■ GOAL OF THE EXERCISE ■
Which lines in the items below contain the string "gets"? Show every such line, and treat uppercase and lowercase as different.

Dataset entries
______

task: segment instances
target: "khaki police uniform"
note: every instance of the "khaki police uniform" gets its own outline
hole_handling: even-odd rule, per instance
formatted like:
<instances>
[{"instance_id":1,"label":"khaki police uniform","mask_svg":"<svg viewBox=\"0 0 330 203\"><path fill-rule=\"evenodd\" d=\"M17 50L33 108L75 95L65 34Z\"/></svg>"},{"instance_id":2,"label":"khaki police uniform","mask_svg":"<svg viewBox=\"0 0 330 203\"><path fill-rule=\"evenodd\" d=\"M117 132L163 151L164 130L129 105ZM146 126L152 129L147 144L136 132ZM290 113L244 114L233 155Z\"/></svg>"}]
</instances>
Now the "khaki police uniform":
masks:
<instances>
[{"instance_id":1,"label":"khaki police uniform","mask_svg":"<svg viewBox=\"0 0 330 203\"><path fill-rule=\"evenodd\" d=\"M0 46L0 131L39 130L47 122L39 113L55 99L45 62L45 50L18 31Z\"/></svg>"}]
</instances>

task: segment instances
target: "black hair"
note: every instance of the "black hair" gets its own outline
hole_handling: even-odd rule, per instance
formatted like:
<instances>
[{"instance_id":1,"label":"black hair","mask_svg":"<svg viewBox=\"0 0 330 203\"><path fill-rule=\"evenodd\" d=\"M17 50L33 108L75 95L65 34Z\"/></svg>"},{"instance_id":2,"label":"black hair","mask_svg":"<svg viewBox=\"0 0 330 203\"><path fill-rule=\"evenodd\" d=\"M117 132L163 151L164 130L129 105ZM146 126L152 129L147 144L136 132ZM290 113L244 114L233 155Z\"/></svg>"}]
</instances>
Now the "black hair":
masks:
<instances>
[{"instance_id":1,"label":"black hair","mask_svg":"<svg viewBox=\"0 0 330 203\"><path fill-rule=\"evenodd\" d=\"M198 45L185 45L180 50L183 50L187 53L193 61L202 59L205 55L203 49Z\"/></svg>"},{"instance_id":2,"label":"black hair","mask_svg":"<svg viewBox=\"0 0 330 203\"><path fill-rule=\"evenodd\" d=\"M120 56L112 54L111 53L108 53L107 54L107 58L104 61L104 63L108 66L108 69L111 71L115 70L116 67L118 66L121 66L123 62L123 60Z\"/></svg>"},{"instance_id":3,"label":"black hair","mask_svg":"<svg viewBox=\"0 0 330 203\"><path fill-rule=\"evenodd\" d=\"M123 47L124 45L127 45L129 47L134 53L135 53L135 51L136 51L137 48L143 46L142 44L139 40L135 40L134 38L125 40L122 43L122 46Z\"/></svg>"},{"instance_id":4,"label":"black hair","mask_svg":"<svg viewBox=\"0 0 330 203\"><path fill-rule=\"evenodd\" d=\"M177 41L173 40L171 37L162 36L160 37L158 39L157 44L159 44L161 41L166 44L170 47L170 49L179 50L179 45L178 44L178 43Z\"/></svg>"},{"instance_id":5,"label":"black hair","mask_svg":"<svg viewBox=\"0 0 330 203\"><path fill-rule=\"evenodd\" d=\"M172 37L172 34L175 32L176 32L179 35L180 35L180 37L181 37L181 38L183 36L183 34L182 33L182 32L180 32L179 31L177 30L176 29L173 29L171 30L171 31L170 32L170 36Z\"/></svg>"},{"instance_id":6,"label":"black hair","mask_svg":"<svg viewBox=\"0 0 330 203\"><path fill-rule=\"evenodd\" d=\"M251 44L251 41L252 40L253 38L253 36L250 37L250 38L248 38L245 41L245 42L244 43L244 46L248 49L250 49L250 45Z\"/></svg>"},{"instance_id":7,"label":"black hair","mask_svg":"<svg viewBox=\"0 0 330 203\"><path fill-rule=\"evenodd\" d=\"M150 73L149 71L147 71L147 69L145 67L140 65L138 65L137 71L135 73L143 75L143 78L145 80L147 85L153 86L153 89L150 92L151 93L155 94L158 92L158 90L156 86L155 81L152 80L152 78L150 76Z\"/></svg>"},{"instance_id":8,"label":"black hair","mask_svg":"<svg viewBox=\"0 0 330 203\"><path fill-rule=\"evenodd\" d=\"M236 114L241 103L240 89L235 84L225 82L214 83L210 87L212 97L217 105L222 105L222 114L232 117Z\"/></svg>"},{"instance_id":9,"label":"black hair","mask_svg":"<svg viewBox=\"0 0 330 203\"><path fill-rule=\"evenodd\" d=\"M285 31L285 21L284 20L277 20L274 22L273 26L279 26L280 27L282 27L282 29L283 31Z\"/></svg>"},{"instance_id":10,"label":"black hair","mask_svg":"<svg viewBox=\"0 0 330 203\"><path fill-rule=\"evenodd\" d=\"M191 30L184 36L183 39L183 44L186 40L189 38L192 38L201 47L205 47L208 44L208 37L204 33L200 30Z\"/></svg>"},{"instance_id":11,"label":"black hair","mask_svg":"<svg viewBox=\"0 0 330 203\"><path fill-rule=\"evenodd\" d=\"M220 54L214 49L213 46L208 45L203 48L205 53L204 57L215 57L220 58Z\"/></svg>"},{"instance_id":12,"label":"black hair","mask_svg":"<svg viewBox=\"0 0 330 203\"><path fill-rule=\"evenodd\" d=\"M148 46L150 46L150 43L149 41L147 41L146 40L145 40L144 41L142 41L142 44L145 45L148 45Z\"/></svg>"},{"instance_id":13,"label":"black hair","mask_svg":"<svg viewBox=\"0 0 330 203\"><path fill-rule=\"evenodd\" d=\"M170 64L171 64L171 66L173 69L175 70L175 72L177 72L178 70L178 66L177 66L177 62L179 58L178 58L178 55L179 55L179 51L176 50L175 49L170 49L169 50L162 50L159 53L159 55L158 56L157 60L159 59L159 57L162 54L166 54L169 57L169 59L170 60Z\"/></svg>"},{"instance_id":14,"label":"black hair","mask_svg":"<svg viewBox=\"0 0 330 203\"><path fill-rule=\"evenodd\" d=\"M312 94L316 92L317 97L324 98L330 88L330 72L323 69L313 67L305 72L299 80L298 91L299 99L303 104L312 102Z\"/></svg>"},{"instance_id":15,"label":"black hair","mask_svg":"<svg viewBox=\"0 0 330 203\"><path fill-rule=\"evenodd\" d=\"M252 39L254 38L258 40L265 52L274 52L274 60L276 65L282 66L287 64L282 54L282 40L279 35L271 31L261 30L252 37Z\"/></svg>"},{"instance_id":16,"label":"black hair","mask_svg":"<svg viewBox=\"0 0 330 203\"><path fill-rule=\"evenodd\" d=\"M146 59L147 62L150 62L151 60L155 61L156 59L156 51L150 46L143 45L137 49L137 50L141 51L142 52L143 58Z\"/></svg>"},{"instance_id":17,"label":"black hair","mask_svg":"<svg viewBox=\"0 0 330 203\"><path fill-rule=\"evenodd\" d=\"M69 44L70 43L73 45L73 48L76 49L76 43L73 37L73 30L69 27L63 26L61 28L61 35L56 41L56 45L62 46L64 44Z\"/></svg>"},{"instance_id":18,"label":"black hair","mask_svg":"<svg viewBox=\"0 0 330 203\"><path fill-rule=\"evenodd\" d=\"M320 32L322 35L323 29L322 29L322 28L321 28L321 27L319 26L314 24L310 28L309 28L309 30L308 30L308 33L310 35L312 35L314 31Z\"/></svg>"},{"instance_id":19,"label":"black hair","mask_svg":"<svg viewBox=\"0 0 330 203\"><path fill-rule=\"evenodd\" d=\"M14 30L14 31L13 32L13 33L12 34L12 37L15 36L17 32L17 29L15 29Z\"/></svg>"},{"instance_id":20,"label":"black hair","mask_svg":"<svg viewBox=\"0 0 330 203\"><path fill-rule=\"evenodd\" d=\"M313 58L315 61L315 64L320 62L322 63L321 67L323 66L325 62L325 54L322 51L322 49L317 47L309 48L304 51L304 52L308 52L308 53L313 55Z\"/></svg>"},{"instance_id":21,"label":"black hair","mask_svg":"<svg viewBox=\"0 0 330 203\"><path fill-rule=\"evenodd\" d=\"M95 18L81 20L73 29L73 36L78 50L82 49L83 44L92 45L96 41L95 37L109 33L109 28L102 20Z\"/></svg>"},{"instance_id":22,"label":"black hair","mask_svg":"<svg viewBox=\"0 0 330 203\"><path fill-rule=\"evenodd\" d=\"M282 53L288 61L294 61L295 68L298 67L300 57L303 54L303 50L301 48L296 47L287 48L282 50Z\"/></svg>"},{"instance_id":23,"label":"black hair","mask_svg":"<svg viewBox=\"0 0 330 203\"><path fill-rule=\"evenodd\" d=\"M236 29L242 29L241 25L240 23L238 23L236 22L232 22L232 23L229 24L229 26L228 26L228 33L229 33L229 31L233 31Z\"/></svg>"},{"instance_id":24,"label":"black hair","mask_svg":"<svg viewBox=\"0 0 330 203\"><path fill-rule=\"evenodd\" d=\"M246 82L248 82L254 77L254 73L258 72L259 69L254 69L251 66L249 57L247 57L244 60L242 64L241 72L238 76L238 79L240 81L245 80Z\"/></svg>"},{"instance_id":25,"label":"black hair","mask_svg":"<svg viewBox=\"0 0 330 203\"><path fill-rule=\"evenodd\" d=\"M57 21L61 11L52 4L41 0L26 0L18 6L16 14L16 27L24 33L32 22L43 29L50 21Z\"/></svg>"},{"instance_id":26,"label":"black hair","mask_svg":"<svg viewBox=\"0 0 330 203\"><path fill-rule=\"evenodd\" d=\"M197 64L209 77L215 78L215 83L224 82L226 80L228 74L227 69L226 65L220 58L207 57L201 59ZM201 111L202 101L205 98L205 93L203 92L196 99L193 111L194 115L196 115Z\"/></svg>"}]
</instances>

______

■ EXERCISE SOLUTION ■
note: every instance of the "khaki police uniform" gets its own outline
note: every instance of the "black hair" gets its own outline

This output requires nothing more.